EXERCISE DETAILS.
Exactly as given, repeat all of the entries.

(Data extracted from a collection)
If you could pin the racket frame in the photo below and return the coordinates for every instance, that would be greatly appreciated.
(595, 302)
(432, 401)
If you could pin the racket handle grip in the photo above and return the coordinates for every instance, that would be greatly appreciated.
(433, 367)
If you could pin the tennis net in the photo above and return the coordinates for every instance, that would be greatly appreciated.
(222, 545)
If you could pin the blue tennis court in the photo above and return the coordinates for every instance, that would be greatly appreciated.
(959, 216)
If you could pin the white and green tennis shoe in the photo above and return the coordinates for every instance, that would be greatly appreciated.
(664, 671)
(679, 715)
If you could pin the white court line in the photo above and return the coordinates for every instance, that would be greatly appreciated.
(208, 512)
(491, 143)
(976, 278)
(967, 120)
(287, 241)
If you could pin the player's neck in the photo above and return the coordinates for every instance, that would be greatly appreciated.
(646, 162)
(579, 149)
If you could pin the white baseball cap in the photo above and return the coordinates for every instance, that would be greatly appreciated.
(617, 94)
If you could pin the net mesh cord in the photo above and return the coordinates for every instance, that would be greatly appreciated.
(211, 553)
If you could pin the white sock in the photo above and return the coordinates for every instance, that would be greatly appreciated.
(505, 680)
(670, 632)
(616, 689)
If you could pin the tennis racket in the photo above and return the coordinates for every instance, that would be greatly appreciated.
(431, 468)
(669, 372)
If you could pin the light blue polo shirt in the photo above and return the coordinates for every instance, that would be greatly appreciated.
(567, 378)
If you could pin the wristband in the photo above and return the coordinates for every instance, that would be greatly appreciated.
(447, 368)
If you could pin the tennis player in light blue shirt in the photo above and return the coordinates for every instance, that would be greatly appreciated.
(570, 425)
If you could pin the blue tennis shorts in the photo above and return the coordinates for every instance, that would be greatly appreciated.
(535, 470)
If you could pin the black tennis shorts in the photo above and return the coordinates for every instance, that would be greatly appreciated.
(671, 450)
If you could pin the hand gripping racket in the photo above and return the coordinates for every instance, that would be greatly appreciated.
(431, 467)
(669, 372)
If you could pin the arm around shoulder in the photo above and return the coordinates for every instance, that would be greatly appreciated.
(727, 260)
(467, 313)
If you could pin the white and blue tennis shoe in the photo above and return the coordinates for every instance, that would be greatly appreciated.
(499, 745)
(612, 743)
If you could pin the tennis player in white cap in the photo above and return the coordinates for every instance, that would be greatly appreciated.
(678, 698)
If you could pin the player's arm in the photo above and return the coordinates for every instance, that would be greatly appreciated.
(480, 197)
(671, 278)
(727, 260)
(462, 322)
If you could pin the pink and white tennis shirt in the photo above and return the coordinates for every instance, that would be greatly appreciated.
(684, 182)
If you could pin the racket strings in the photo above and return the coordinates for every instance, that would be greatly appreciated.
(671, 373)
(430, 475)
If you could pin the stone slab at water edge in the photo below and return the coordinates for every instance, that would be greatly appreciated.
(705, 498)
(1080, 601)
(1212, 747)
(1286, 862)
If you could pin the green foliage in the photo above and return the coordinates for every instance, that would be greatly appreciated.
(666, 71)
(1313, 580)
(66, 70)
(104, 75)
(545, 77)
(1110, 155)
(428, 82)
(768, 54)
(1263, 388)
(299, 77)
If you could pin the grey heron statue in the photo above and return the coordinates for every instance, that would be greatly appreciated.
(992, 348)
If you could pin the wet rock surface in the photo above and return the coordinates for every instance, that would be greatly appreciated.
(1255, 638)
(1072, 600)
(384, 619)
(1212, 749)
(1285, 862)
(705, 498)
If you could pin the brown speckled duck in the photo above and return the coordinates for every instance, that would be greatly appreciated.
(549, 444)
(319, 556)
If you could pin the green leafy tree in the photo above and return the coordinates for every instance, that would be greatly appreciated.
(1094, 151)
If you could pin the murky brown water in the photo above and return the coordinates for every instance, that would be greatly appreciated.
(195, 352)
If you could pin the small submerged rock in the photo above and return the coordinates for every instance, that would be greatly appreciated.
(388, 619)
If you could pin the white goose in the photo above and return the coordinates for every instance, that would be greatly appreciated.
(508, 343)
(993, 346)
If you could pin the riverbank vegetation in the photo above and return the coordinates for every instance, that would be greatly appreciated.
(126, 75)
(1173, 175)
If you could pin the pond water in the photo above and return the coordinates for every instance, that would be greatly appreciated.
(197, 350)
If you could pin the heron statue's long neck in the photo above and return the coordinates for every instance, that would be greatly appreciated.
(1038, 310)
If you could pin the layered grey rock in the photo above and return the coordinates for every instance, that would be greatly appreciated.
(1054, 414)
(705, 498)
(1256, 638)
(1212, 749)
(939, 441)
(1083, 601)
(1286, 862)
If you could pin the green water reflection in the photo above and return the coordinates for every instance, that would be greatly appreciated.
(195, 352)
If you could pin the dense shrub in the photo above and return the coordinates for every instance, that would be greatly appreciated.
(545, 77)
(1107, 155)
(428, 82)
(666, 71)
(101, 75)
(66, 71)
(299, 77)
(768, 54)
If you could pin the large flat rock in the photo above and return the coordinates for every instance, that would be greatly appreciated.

SOLUTION.
If you could pin the racket frame in the photo below and return the coordinates for every instance, that would be greatly appreciated.
(595, 302)
(432, 401)
If you could pin the racket handle grip in the photo above and return the coordinates for every instance, that would be greatly appreciated.
(433, 367)
If you could pin the tennis net in the photo above and return the coordinates for every instance, that would be greatly appreciated.
(222, 545)
If you could pin the blue tennis court in the photo above and return the coordinates for every instance, that would be greatly appreciated.
(959, 216)
If you could pin the white and green tennis shoe in the photo above and return the coordinates for every instance, that would be greatly appreciated.
(664, 671)
(679, 715)
If you could pin the white court line in the photo above and return the coordinates for every instance, that would be greatly appreciated.
(208, 512)
(491, 143)
(976, 278)
(967, 120)
(287, 241)
If you could pin the player's neck in the photo above and return the coordinates for every instance, that would be greatly appreciated.
(646, 162)
(579, 149)
If you could pin the white baseball cap in the photo above and return the coordinates for every instance, that would be greatly appreciated.
(617, 94)
If you could pin the net mesh cord in the photo above and return the coordinates for every instance, that would be greatly appreciated.
(211, 553)
If you could pin the white sock in the photo above and return the coordinates for every instance, that would be greatly appreciated.
(505, 680)
(670, 632)
(616, 689)
If you could pin the tennis racket in the photo above and return the coordinates for every instance, that would be greatly appreciated.
(431, 468)
(669, 372)
If you could pin the light blue polo shirt in the photo above and return the coordinates for every instance, that would be greatly appreciated.
(567, 378)
If you could pin the wristband in the photo above and return the coordinates for every instance, that would be greatly appreciated.
(447, 368)
If you could pin the tennis player in light blue shirt in the photo above and return the coordinates for every instance, that would be greatly appreciated.
(570, 425)
If you could pin the blue tennis shorts in the photo above and return the coordinates for every instance, that would be greatly appreciated.
(535, 470)
If you could pin the black tennis shorts in the photo above and return the coordinates for every instance, that would be greatly appreciated.
(671, 450)
If you could pin the hand gripping racket in the photo above and return the coordinates for every instance, that would be greatly appreciated.
(431, 467)
(669, 372)
If you could pin the arm around shoulder in the photo above and return the coordinates for every instance, that would be greatly appreciated.
(727, 260)
(467, 313)
If you could pin the white and blue tennis shoe in the photo above and return the coordinates for every instance, that would be greatly appreciated.
(499, 745)
(612, 743)
If you could pin the tennis player in white cap in the photo above and return the coordinates for every instance, that would be greatly appreciated.
(678, 698)
If you could pin the player's arm in the photo above and return the coordinates for every instance, that would be greatly appreciated.
(480, 197)
(671, 278)
(727, 260)
(462, 322)
If you could pin the pink and white tennis shirt in the photo above and return the coordinates for every instance, that would be greatly appreciated.
(684, 182)
If you could pin the racket strings in the photo above and return the coordinates for every instance, that would be greatly appreciated.
(671, 373)
(430, 475)
If you could pin the stone slab at water edge in the photo below and return the coordinates for every instance, that would be greatly appreciated.
(705, 498)
(1080, 601)
(1212, 747)
(1286, 862)
If you could pin the green foliage in the photo above and return the coordinates for every instance, that would be greatly appreciated.
(666, 71)
(1313, 580)
(66, 70)
(104, 75)
(545, 77)
(1110, 155)
(428, 82)
(768, 54)
(1263, 388)
(299, 77)
If you could pin the grey heron statue in the photo above and return the coordinates for every instance, that would be greatly appreciated.
(992, 348)
If you could pin the wet rock surface in the photo above and return the coordinates for every instance, that would be greatly appreciated.
(1255, 638)
(1072, 600)
(384, 619)
(1212, 749)
(1285, 862)
(705, 498)
If you could pin the brown speckled duck in the photo above and return the coordinates for every instance, that would be greatly appreciated.
(549, 444)
(319, 556)
If you could pin the green leafy tree in the photo above and return the coordinates for every instance, that would be greatly appreciated.
(1094, 151)
If you could pin the murky brown water in the photo above and return the coordinates for every instance, that would be greatly appreciated.
(195, 352)
If you could pin the small submerged rock in the photo above and return the coordinates for every instance, that would be greatly appreciated.
(388, 619)
If you could pin the white goose in the photo above and return the coordinates for every instance, that would be greatly appreciated.
(508, 343)
(993, 346)
If you could pin the riverbank vegetation in the photo above and return the coordinates for every instance, that would be greatly appreciated.
(126, 75)
(1173, 175)
If you could pin the pond water in the photo above and return the coordinates for every instance, that would be greatly appreciated.
(197, 350)
If you could pin the heron statue's long neck in the photo above and return the coordinates for every instance, that would be greatly appreciated.
(1038, 310)
If you could pin the layered grey rock in the photo above and return the coordinates for every instance, that would be greatly appreciated.
(1054, 414)
(705, 498)
(1256, 638)
(1212, 749)
(939, 441)
(1083, 601)
(1286, 862)
If you could pin the green water reflection in the photo above and return the coordinates for every instance, that would be greatly appreciated.
(195, 352)
If you could pin the dense shrub in the photo above and return the coordinates for every instance, that would be greatly appreciated.
(545, 77)
(1107, 155)
(428, 82)
(666, 71)
(101, 75)
(66, 71)
(299, 77)
(768, 54)
If you could pin the large flat rock in the photo above and return the coordinates for every instance, that would be greatly appreciated.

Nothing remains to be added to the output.